File Under: Epistemic

The new collection Glass is Ivy Grimes’s second book released this year, following the novella Star Shapes. This new collection chronicles characters’ travails in both realistic and mythic settings; there’s also another visual and tactile element that recurs throughout the collection, and you can probably guess what it is from the book’s title. (Grimscribe Press; Aug. 23, 2024)

Daniel Braun compared some of the stories in Elad Haber’s The World Outside to the works of Angels Carter, so that’s a good way to pique my interest. Haber’s fiction runs the gamut from revisiting the raw stuff of fairy tales to using the apocalyptic as a kind of parable. That sounds like a recipe for an ambitious and compelling collection. (Underland Press; July 16, 2024)

What happens when portal stories and political theory converge? That’s the concept at the center of Pam Jones’s novel Animalia, about a group of young people who travel to another dimension where the environment is more primal and the society’s residents get in touch with nature in unexpected ways. (Spaceboy Books; July 31, 2024)

Joanna Russ’s 1980 novel On Strike Against God is something of a departure from her usual writing—including the fact that it finds her working in a more realistic mode than the bulk of her other fiction. Writing about this book in these pages in 2011, Lee Mandelo said, “it’s eminently quotable, and it captures quite a lot of authentic emotion, which is valuable fictionally and personally.” This new edition also features an interview with Samuel R. Delany. (Feminist Press; July 23, 2024)

....

> **What you will do**:
a. Echo the book roundup word for word, everything from "Joanna Russ’s 1980" down to "July 23, 2024)".
b. According to the book roundup, what additional feature does the new edition of On Strike Against God include?
c. Pick up the book roundup after its last sentence and carry it on.

....

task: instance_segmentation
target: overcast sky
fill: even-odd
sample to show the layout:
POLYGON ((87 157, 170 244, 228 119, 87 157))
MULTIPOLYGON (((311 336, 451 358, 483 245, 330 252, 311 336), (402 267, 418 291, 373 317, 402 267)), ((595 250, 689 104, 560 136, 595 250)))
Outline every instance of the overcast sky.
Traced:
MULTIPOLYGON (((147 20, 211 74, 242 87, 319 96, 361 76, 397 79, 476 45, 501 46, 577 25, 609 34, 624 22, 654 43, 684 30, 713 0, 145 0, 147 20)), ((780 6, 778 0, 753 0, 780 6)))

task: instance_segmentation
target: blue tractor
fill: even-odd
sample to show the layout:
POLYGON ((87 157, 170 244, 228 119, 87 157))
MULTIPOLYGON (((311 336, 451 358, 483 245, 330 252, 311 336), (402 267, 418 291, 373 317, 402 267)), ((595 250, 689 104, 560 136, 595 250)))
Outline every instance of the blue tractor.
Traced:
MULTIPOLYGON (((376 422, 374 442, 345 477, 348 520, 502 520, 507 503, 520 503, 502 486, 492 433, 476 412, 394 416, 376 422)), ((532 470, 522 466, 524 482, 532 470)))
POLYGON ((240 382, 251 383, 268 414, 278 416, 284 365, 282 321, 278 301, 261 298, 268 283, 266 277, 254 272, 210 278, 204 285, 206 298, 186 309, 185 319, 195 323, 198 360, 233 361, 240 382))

....

> **Answers to the tasks**:
a.
Joanna Russ’s 1980 novel On Strike Against God is something of a departure from her usual writing—including the fact that it finds her working in a more realistic mode than the bulk of her other fiction. Writing about this book in these pages in 2011, Lee Mandelo said, “it’s eminently quotable, and it captures quite a lot of authentic emotion, which is valuable fictionally and personally.” This new edition also features an interview with Samuel R. Delany. (Feminist Press; July 23, 2024)

b. An interview with Samuel R. Delany.

c.
File Under: Horrific

In a 2021 interview with Gwendolyn Kiste, Rick Claypool said, “I always sort of have one foot in the like, weird speculative fiction camp and one foot in the offbeat literary camp.” His new novel Skull Slime Tentacle Witch War is his latest foray into fiction, and includes a character who can literally vomit knives. As intriguing details go, that’s especially so. (Anxiety Press; July 1, 2024)

The fundraiser for editors Vaughn A. Jackson and Stephanie Pearre’s anthology Beyond the Bounds of Infinity described it as “an anthology of cosmic horror and weird fiction populated with stories written entirely by people from marginalized groups.” The editors added, “we want to bring forth stories that would make H.P. Lovecraft roll over in his grave.” The lineup for this includes contributions by S.A. Cosby and Mary SanGiovanni. (Raw Dog Screaming Press; August 2024)

Scott R. Jones’s unsettling brand of cosmic horror has been appreciated in these pages before. This summer brings with it a new novel, Drill, which involves a plan to do away with a deity. A recent review at 3:AM called this “a curse masquerading as a novel,” which is a thoroughly enticing comparison.  (Word Horde; August 2024)

File Under: Otherworldly

Kirkus’s review of Richard Kelly Kemick’s new collection Hello, Horse made comparisons to “George Saunders and the slackers from Wayne’s World,” which is an intriguing combination. These stories include a number of strange visions of the not-so-distant future—and throw some ghosts into the mix as well. (Biblioasis; Aug. 6, 2024)

Ghost hunters and bizarre creatures with paranormal abilities are among the characters you’ll encounter in the stories within Lena Valencia’s collection Mystery Nights. Valencia’s fiction often ventures to desert landscapes, illustrating the strange and fantastical goings-on that take place there. (Tin House; Aug. 6, 2024)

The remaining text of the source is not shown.